··· Given text

The fundamental argument of this energetic book is that the Supreme Court has made an unwarranted switch from its ban on racial discrimination in public schools to a mandate for such discrimination in the form of ""busing""and other orders to achieve racially balanced schools. In the 1960s, Graglia says, Congressional advocates of desegregation vigorously denied that compulsory integration would result from the Civil Rights Act; but the Supreme Court and the Office of Education have unconstitutionally reintroduced the racial principle that was supposed to be disallowed. Graglia acknowledges that a ""freedom of choice"" approach to public-school desegregation has allowed plenty of de facto segregation, but--taking Detroit and Denver as case studies--he maintains that busing is an infringement of individual freedom, an obstacle to parental participation in school affairs, and a violation of middle-class Americans' desire to have their children enjoy the fruits of relative prosperity. Graglia himself exhibits no racial bias, and his extended textual criticism of the sophistry embedded in various key Court decisions is impressive. Yet he offers no explanation for the policy developments he attacks, beyond the Court's perversity; and his proposed solution seems to be ""local control"" without Court interference and also without a remedy for ghettoization. Thus the book represents an important critique, but also offers ammunition to less liberal polemicists than Graglia himself.

······
··· Data rows

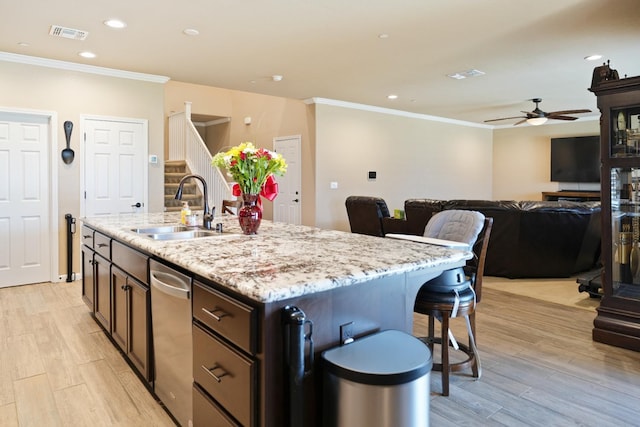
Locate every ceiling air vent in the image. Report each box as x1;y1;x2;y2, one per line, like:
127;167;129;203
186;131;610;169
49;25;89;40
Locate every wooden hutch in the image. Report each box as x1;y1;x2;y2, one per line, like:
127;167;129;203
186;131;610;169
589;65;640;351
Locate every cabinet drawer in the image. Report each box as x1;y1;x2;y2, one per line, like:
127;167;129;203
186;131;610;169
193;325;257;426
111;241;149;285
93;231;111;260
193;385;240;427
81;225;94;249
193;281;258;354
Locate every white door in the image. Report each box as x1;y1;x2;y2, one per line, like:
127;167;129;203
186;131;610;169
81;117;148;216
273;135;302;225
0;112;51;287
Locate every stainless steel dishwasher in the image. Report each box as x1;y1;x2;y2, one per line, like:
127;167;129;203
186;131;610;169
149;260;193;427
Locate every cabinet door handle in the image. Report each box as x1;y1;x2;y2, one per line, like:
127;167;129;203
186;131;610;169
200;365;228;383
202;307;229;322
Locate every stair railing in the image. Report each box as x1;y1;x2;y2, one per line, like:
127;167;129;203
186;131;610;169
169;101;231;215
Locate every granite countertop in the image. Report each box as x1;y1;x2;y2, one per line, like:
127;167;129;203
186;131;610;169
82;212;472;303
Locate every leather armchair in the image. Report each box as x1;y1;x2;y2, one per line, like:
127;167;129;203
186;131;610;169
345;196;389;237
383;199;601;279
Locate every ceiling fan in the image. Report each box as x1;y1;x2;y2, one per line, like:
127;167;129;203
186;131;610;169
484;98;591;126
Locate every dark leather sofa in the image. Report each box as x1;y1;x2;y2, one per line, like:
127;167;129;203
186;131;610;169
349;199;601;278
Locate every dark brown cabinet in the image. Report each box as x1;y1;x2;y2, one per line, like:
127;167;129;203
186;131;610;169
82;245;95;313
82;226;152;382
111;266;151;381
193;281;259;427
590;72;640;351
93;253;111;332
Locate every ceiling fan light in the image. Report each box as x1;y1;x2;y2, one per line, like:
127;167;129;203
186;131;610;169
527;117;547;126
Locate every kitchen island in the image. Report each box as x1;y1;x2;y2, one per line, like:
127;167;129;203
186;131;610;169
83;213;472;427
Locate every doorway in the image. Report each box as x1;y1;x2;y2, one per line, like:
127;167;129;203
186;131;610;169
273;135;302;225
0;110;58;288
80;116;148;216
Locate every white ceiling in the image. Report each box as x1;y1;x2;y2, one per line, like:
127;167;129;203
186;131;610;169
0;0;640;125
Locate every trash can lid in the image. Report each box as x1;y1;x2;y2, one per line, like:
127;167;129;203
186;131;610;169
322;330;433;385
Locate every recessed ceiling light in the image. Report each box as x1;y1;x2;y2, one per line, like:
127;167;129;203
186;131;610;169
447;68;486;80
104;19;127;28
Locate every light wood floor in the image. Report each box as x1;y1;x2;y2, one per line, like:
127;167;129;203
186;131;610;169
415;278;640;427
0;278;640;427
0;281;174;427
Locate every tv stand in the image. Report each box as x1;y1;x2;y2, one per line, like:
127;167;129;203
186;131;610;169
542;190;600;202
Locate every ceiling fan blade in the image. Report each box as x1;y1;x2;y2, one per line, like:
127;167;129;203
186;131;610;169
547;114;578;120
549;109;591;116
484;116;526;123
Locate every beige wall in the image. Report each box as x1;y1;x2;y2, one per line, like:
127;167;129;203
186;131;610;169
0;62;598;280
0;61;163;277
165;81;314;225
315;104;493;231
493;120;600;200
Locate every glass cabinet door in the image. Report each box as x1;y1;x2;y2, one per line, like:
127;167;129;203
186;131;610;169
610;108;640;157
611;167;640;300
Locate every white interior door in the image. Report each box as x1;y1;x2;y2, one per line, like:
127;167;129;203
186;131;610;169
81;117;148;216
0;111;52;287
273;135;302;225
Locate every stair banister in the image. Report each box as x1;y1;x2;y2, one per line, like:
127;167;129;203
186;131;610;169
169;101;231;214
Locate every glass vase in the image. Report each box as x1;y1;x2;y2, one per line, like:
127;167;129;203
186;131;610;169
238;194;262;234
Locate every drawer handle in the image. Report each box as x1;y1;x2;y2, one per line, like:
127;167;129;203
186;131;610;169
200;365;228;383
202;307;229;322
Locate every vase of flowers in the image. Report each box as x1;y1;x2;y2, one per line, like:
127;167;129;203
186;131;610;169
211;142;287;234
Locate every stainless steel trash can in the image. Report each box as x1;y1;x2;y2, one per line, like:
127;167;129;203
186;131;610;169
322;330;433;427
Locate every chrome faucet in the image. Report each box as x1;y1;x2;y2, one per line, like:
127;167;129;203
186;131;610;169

······

- **Task set**
1. In the book review, which two cities does Graglia use as case studies?
2. What objections to busing does Graglia raise, according to the book review?
The material comes from a separate source and has no connection to the book review.

- **Solved problems**
1. Detroit and Denver.

2.
- It infringes on individual freedom.
- It obstructs parental participation in school affairs.
- It violates middle-class Americans' desire to have their children enjoy the fruits of relative prosperity.